A bitter internal feud in the Aam Aadmi Party has escalated dramatically after former AAP Haryana president Naveen Jaihind alleged that party MP Raghav Chadha was physically assaulted, even being “made to stand like a rooster,” in two separate locations linked to the party’s leadership. Jaihind, speaking to a news agency, claimed that Chadha was first beaten in Delhi and later attacked in a “secret mansion” in Chandigarh, describing the dispute as being about money “extorted” from Delhi and Punjab rather than ideology.

What Jaihind is alleging

Jaihind claimed that Chadha, whom he called Arvind Kejriwal’s “maaldaar” (wealthy) and “raazdaar” (confidant), was involved in a financial dispute over funds that were allegedly meant to go to Singapore but were instead sent to London. He asserted that the alleged assault in Delhi and the subsequent beating in the Chandigarh mansion were part of pressure tactics connected to this alleged money trail. The “stand like a rooster” phrasing has become a viral hook in the narrative, symbolising a humiliating form of punishment, though no independent‑source evidence has yet emerged to substantiate the physical‑abuse claims.

Context: Chadha’s fall from favour

The allegations have surfaced amid a sharp rupture between Chadha and the AAP top brass. Just days earlier, the party removed him from the post of deputy leader of the AAP’s Rajya Sabha group, a move widely interpreted as a sign of growing distance rather than a mere organisational reshuffle. Chadha has responded by accusing the party of trying to silence him, while some senior AAP leaders, in turn, have suggested he is afraid of Prime Minister Narendra Modi and acting under pressure.

## Items listed in a dataset:
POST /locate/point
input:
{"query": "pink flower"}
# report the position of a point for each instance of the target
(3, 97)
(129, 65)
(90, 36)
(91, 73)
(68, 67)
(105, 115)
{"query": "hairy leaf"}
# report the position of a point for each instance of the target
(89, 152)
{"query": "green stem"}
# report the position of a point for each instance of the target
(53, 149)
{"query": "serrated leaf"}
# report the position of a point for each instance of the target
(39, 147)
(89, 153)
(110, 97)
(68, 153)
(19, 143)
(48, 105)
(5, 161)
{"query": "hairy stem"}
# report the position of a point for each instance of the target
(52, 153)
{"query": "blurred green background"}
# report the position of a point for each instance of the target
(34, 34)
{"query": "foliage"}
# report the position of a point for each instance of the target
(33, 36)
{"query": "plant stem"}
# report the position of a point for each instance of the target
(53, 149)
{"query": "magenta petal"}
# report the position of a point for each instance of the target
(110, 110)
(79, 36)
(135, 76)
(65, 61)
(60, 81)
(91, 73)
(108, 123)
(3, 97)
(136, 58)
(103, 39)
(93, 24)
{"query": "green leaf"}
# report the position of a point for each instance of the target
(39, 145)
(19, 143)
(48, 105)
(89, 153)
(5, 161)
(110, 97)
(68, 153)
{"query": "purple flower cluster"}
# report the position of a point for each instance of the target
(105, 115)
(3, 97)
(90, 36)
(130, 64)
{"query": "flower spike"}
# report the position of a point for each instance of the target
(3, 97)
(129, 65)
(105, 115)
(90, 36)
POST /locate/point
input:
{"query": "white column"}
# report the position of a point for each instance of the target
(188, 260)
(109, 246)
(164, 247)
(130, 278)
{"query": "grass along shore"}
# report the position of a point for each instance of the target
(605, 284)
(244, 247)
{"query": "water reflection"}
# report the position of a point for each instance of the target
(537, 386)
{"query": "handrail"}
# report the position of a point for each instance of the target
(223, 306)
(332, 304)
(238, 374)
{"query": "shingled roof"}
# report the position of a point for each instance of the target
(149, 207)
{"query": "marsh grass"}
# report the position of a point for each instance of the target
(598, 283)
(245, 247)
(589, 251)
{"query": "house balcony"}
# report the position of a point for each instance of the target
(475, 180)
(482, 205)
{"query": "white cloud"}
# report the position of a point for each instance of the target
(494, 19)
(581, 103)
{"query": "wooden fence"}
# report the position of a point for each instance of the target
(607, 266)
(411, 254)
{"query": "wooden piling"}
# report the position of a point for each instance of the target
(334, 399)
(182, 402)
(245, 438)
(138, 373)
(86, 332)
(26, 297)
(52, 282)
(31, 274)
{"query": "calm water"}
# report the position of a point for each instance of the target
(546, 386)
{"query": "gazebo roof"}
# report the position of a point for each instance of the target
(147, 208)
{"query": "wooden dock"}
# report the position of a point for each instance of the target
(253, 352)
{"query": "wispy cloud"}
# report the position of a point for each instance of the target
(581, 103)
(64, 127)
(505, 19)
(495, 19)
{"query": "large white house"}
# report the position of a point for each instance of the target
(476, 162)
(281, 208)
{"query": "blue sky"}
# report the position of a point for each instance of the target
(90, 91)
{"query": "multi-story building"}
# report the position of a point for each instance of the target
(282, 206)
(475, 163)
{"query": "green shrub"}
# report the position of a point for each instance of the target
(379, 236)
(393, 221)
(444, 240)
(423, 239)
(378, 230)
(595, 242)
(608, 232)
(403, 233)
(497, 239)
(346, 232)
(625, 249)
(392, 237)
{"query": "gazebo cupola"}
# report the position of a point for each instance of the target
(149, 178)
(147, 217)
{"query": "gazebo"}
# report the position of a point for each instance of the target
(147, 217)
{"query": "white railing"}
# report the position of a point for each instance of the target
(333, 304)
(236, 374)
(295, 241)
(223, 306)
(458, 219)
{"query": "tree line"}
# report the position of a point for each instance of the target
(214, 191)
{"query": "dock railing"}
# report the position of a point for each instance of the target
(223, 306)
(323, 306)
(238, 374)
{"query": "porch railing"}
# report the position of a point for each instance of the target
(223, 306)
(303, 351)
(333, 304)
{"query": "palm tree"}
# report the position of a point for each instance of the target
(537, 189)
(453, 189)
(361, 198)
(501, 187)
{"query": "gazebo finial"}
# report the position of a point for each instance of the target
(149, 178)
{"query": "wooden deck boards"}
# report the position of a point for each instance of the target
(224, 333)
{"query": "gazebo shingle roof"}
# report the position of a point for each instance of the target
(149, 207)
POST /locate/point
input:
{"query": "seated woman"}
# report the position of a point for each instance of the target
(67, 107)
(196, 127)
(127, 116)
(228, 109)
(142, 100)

## WHAT YOU WILL DO:
Copy everything in the AAP feud report from "What Jaihind is" down to "the physical‑abuse claims.", renaming "Singapore" as "Dubai". Rely on the AAP feud report alone.

## SOLUTION FOR THIS TASK:
What Jaihind is alleging

Jaihind claimed that Chadha, whom he called Arvind Kejriwal’s “maaldaar” (wealthy) and “raazdaar” (confidant), was involved in a financial dispute over funds that were allegedly meant to go to Dubai but were instead sent to London. He asserted that the alleged assault in Delhi and the subsequent beating in the Chandigarh mansion were part of pressure tactics connected to this alleged money trail. The “stand like a rooster” phrasing has become a viral hook in the narrative, symbolising a humiliating form of punishment, though no independent‑source evidence has yet emerged to substantiate the physical‑abuse claims.